For ineffable reasons, it is hard to tell this story. The weight of it has been burdening me for days. It’s only now that I’ve stepped into its center that I find any relief at all. Perhaps it is the relief of fulfilling even just one small portion of a godly assignment. You see, I fail on a regular basis. Today though, I needed to make some headway. I guess this slogging through mud and bushwhacking with words has been necessary, if only to get me to here.

Still, there is further to go. What I experienced that day can only be described as both frustrating and celestial. How can disappointment and holiness exist together all in one breath? With each interaction, my eyes, my heart, my mind and spirit scanned the inner and outer landscapes of those we were meeting and talking with. This is the part where I struggle to find words so that I might bring you with me. How could something be so devastatingly ugly and yet so shockingly beautiful all at once?

But wait. Lest you think I’m romanticizing a desperate situation, I fumble with words to share with you: what I was experiencing was both heaven and earth’s hell. One reality overlaying the other.  As I stood surrounded by common-looking liars and thieves, I also held presence next to the Truth of one woman and her grief. In that, I saw a glimpse of heaven. God. Even as I search for the language to communicate any of this, I am reduced to tears. I’ve heard stories of people who have died and then come back to share their extraordinary, but too-brief experience of the other side. Even when Carl died, God allowed me to journey half-way with him. The closer I become to His presence, the thinner the veil becomes. I stood outside, next to the closet-sized mud house of a newly widowed woman with too many young children to care for by herself. What I saw–somehow inside and yet beyond all of it–was made of the most extraordinary light. It sparkled and glowed and somehow reached into all the folds of the mountains, its vanishing point intermingling with God himself.

What you will do:
(A) Answer these questions about the passage, one per line:
(i) What two words does the writer use to describe what was experienced that day?
(ii) Who does the writer say God allowed them to journey half-way with when he died?
(iii) What kind of house did the newly widowed woman live in?
(B) Gather every line of the listing that contains the string "capped". Case matters.

Supplied material:
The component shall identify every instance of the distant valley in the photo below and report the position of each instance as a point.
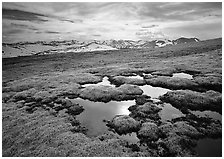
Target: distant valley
(53, 47)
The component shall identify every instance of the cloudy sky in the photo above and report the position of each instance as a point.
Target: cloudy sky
(103, 21)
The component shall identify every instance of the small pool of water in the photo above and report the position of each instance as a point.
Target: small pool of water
(183, 75)
(104, 82)
(131, 138)
(95, 112)
(209, 147)
(169, 112)
(135, 77)
(154, 92)
(210, 114)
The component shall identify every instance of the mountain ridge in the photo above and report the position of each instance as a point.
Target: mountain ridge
(52, 47)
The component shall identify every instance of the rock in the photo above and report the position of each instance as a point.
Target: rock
(44, 96)
(179, 145)
(67, 89)
(7, 96)
(209, 82)
(172, 83)
(168, 72)
(24, 94)
(149, 108)
(75, 109)
(108, 135)
(124, 124)
(186, 99)
(58, 107)
(144, 112)
(29, 104)
(67, 103)
(143, 99)
(148, 131)
(108, 93)
(129, 89)
(119, 80)
(20, 103)
(99, 93)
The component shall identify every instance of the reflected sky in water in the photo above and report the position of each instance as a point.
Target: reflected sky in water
(95, 112)
(183, 75)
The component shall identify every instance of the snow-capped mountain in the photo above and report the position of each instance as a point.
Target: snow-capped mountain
(185, 40)
(43, 47)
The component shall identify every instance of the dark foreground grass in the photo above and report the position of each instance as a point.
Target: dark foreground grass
(35, 121)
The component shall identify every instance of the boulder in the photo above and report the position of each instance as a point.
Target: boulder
(186, 99)
(119, 80)
(172, 83)
(107, 93)
(210, 82)
(149, 131)
(75, 109)
(143, 112)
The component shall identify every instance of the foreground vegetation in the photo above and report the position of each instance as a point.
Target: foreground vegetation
(38, 119)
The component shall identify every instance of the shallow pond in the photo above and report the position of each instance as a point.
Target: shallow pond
(183, 75)
(209, 147)
(135, 77)
(104, 82)
(169, 112)
(207, 113)
(95, 112)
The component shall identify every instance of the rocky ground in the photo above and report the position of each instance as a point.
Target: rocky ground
(39, 119)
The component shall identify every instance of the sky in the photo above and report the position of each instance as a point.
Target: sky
(47, 21)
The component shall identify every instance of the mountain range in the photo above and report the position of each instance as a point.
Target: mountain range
(43, 47)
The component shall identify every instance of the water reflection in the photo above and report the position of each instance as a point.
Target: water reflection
(169, 112)
(135, 77)
(104, 82)
(131, 137)
(183, 75)
(95, 112)
(154, 92)
(207, 113)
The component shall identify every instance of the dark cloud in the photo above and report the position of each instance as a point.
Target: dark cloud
(52, 32)
(111, 20)
(178, 11)
(150, 26)
(97, 35)
(21, 15)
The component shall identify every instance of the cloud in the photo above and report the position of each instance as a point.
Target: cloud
(22, 15)
(150, 26)
(134, 21)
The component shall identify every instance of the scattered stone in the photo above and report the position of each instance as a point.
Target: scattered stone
(143, 99)
(30, 104)
(58, 107)
(210, 82)
(24, 94)
(120, 80)
(186, 99)
(129, 89)
(108, 93)
(75, 109)
(143, 112)
(148, 131)
(172, 83)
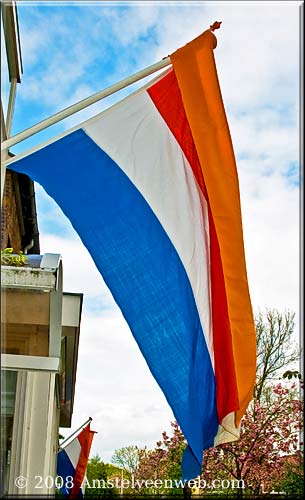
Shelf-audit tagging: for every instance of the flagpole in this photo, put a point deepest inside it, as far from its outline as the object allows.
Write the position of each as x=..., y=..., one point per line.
x=84, y=103
x=75, y=432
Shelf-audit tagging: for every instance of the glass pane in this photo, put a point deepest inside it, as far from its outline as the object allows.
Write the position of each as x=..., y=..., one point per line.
x=8, y=396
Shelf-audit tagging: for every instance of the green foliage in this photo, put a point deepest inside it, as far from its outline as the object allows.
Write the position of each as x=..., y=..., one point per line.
x=8, y=258
x=98, y=474
x=292, y=483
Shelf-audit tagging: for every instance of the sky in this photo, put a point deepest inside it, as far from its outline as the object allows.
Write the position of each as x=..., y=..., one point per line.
x=73, y=49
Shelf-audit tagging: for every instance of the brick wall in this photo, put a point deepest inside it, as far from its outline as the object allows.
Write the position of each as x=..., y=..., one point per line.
x=10, y=228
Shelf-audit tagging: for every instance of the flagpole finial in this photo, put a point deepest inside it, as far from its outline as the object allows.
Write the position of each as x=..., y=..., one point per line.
x=215, y=25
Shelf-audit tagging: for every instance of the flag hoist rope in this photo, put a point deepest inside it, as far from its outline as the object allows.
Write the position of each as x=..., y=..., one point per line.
x=61, y=445
x=84, y=103
x=57, y=117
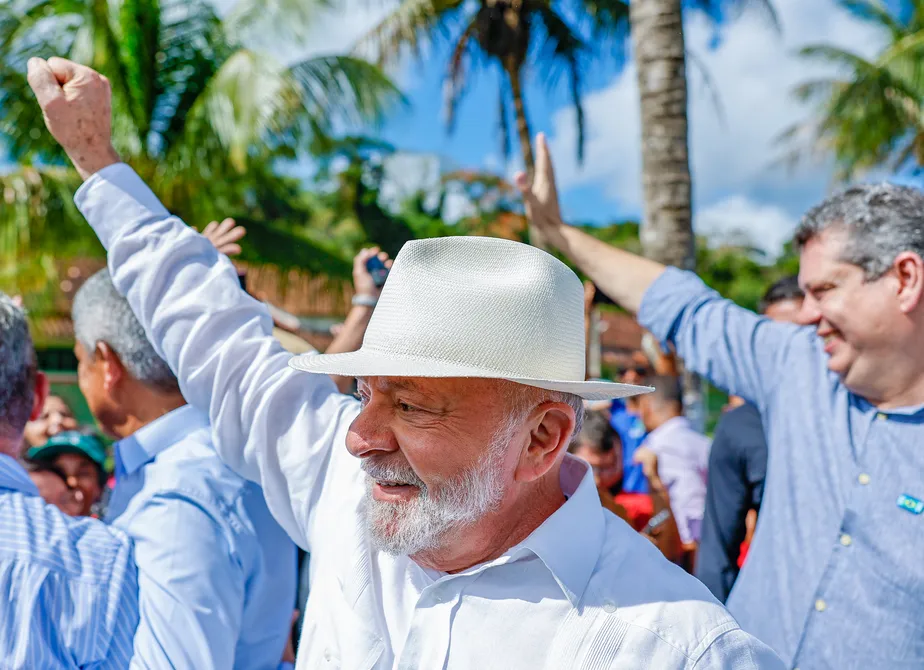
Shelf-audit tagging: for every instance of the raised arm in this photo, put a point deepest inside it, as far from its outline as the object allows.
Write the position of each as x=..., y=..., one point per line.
x=732, y=347
x=623, y=276
x=272, y=425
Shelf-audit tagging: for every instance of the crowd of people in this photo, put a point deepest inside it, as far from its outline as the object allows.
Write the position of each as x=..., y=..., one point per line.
x=479, y=502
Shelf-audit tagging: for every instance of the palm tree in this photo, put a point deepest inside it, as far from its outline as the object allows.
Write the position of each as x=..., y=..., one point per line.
x=508, y=35
x=872, y=114
x=660, y=59
x=200, y=116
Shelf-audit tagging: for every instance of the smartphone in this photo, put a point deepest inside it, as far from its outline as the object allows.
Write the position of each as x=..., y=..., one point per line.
x=378, y=271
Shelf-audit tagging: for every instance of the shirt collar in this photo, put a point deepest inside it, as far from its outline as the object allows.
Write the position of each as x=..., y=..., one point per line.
x=14, y=477
x=145, y=443
x=569, y=542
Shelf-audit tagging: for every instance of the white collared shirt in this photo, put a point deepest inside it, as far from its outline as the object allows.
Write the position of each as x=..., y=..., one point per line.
x=583, y=591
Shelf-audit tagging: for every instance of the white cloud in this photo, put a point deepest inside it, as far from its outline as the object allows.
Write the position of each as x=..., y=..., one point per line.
x=755, y=70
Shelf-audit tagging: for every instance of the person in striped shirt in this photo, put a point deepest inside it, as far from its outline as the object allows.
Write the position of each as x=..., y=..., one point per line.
x=68, y=586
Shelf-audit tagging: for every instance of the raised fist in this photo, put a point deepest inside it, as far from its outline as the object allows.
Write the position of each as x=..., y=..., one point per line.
x=77, y=104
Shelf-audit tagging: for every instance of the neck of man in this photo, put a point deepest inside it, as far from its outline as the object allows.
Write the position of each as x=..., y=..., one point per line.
x=147, y=405
x=498, y=531
x=906, y=391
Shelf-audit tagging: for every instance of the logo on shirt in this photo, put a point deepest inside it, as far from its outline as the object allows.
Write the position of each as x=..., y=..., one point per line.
x=910, y=504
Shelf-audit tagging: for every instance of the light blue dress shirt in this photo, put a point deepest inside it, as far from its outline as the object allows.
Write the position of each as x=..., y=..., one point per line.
x=216, y=572
x=835, y=574
x=68, y=587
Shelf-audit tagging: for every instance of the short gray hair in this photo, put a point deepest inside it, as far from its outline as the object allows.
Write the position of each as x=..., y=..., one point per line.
x=881, y=221
x=17, y=369
x=101, y=314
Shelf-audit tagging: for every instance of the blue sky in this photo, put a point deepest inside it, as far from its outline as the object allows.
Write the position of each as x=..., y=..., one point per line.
x=738, y=186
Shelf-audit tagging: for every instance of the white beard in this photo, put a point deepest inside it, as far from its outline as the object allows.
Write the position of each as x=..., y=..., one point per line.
x=408, y=528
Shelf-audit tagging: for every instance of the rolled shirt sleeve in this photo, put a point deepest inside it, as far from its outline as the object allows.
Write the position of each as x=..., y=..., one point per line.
x=271, y=424
x=730, y=346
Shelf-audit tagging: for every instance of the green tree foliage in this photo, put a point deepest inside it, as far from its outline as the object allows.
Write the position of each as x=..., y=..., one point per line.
x=200, y=116
x=553, y=38
x=872, y=113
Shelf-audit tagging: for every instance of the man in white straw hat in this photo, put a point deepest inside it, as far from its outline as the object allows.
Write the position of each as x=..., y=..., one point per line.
x=453, y=531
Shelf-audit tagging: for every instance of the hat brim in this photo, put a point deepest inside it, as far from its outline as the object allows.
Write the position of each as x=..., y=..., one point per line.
x=48, y=453
x=368, y=363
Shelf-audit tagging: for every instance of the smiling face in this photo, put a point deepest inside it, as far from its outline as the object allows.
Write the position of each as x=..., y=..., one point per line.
x=863, y=323
x=435, y=453
x=444, y=455
x=82, y=474
x=55, y=418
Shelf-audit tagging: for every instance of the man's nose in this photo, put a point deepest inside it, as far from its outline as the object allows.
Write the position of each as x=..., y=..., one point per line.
x=370, y=434
x=810, y=313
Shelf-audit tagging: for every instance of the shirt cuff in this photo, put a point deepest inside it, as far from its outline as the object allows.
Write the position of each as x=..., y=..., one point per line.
x=114, y=198
x=665, y=300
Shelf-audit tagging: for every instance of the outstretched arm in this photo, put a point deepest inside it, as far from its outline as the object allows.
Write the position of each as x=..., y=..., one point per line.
x=280, y=428
x=732, y=347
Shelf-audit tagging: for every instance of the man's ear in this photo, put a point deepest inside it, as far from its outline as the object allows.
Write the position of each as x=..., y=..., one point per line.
x=113, y=371
x=552, y=424
x=39, y=394
x=909, y=269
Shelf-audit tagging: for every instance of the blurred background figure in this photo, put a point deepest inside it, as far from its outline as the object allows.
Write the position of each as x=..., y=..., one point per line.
x=682, y=455
x=599, y=444
x=81, y=460
x=738, y=467
x=56, y=416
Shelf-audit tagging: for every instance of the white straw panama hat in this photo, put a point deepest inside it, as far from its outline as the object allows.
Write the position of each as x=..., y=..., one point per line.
x=476, y=307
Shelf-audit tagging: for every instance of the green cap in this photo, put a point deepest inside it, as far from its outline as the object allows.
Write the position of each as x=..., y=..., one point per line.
x=71, y=442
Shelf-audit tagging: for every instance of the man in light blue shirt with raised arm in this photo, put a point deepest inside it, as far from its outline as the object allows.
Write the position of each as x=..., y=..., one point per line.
x=835, y=575
x=68, y=586
x=216, y=572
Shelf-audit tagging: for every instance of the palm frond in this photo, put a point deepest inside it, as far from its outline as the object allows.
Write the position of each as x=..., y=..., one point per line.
x=412, y=25
x=335, y=91
x=607, y=23
x=457, y=79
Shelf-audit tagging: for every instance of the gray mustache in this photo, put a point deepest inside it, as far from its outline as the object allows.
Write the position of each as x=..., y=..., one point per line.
x=392, y=472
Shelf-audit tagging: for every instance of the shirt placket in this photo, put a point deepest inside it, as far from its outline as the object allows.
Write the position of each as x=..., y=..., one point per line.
x=428, y=639
x=827, y=593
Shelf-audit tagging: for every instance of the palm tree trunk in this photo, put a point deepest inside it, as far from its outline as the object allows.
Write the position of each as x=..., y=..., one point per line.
x=657, y=39
x=525, y=137
x=667, y=228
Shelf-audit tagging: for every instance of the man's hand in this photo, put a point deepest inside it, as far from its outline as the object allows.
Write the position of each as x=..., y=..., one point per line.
x=225, y=236
x=362, y=278
x=541, y=195
x=77, y=104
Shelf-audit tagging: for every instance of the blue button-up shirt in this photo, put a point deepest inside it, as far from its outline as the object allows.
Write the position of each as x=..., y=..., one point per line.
x=835, y=575
x=216, y=572
x=68, y=587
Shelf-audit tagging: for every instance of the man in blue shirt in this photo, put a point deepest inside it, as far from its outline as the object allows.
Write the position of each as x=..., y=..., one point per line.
x=216, y=572
x=835, y=577
x=738, y=466
x=70, y=589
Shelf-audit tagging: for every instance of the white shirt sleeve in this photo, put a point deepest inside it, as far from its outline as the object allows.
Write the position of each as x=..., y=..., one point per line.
x=271, y=424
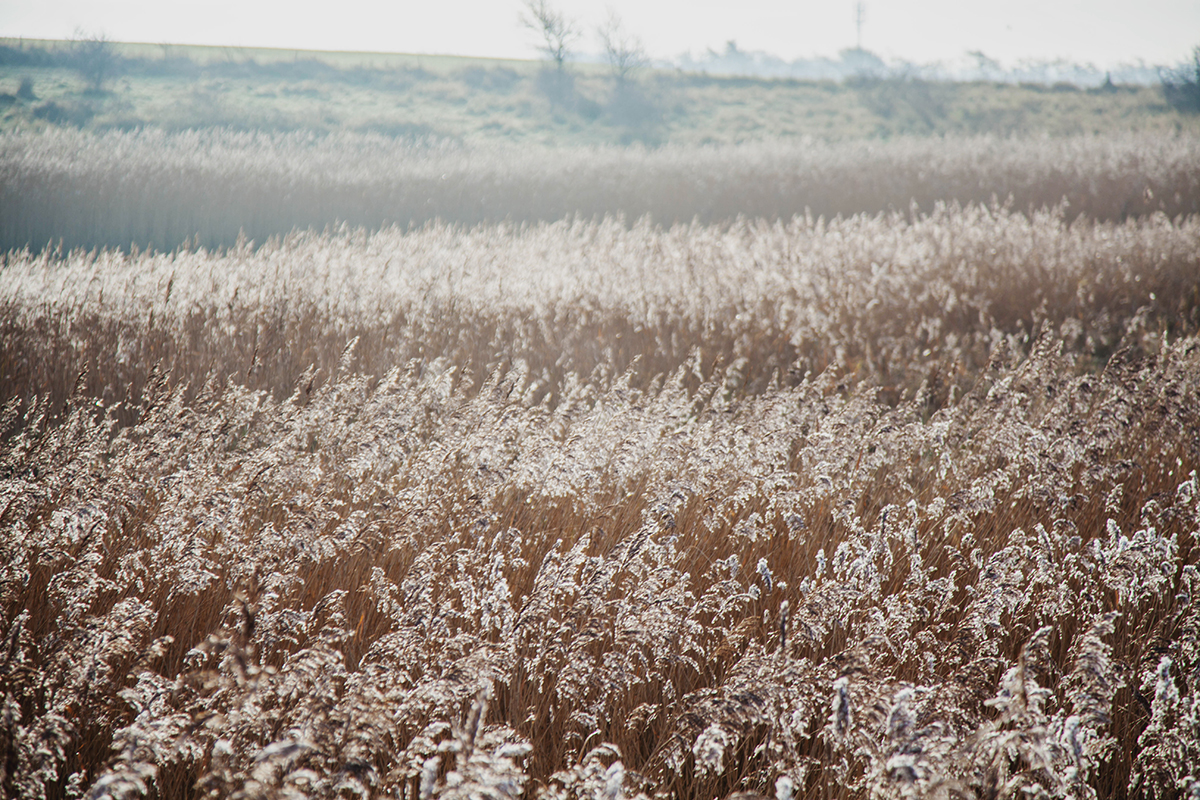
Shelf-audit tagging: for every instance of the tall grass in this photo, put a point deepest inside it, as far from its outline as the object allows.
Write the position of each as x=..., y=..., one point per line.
x=881, y=506
x=150, y=188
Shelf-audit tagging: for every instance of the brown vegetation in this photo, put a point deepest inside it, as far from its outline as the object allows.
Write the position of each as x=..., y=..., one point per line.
x=869, y=507
x=150, y=188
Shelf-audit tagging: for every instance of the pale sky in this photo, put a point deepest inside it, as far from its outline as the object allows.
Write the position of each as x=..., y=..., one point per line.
x=1104, y=32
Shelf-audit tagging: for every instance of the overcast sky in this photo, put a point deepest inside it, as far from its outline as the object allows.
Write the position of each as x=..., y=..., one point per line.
x=1103, y=32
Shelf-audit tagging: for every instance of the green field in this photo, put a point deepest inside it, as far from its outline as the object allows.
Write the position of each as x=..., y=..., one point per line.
x=487, y=100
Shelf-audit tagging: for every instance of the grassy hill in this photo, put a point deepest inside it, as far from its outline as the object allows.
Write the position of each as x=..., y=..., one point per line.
x=490, y=100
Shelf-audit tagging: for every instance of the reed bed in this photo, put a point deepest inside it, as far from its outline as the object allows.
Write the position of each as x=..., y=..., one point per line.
x=157, y=190
x=885, y=506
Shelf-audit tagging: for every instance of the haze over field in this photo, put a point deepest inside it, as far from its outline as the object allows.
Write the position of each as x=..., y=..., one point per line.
x=1103, y=32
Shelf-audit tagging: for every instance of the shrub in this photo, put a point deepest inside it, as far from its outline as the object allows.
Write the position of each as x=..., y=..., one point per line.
x=1181, y=86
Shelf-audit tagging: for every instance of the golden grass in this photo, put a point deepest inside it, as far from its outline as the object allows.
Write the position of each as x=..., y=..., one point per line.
x=150, y=188
x=882, y=506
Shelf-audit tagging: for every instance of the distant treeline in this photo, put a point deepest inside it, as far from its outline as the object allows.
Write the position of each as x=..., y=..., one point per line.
x=156, y=190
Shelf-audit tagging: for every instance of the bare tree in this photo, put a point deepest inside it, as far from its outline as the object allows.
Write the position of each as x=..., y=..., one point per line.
x=556, y=30
x=95, y=58
x=623, y=50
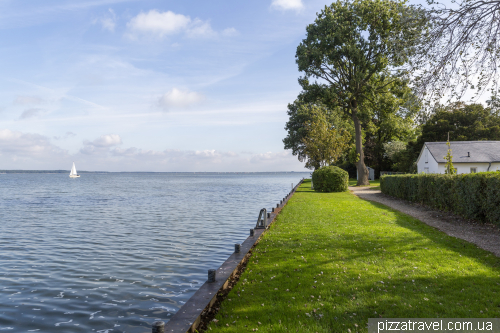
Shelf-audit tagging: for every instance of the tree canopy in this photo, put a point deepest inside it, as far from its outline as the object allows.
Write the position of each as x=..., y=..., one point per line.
x=353, y=50
x=459, y=50
x=300, y=114
x=324, y=144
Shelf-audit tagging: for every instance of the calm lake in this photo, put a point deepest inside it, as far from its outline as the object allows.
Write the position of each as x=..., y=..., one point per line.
x=114, y=252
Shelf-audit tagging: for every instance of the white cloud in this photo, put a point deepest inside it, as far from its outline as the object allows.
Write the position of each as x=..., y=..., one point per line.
x=287, y=4
x=161, y=24
x=30, y=113
x=21, y=147
x=158, y=23
x=34, y=151
x=107, y=140
x=26, y=100
x=176, y=98
x=230, y=32
x=200, y=28
x=107, y=22
x=269, y=156
x=65, y=136
x=101, y=145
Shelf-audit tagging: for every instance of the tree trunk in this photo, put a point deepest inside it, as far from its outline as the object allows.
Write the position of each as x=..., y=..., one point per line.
x=360, y=165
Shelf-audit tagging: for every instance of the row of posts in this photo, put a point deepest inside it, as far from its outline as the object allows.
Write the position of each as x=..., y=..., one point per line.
x=159, y=326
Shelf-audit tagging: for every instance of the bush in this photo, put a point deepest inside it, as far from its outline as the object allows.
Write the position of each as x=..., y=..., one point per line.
x=330, y=179
x=474, y=196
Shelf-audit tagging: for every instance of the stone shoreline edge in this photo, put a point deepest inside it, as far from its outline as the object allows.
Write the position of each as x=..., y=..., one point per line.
x=192, y=313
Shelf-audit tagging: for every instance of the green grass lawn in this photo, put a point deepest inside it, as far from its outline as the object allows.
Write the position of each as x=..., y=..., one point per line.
x=376, y=183
x=332, y=260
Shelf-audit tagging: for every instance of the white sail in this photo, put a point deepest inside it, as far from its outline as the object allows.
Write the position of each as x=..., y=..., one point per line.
x=73, y=173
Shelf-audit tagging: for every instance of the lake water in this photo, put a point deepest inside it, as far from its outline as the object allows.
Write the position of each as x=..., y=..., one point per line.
x=114, y=252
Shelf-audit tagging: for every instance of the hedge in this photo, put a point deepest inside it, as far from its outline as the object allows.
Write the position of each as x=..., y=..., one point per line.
x=330, y=179
x=474, y=196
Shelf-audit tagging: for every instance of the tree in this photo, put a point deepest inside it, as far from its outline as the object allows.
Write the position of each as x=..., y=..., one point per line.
x=464, y=122
x=393, y=120
x=300, y=114
x=461, y=44
x=324, y=144
x=346, y=47
x=450, y=169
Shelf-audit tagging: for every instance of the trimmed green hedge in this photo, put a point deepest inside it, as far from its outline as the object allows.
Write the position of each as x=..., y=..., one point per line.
x=474, y=196
x=330, y=179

Outputs for the tasks:
(A)
(i) Frustrating and celestial.
(ii) Carl.
(iii) A closet-sized mud house.

(B)
The component shall identify every instance of the snow-capped mountain in the photo above and report the position of each instance as a point.
Target: snow-capped mountain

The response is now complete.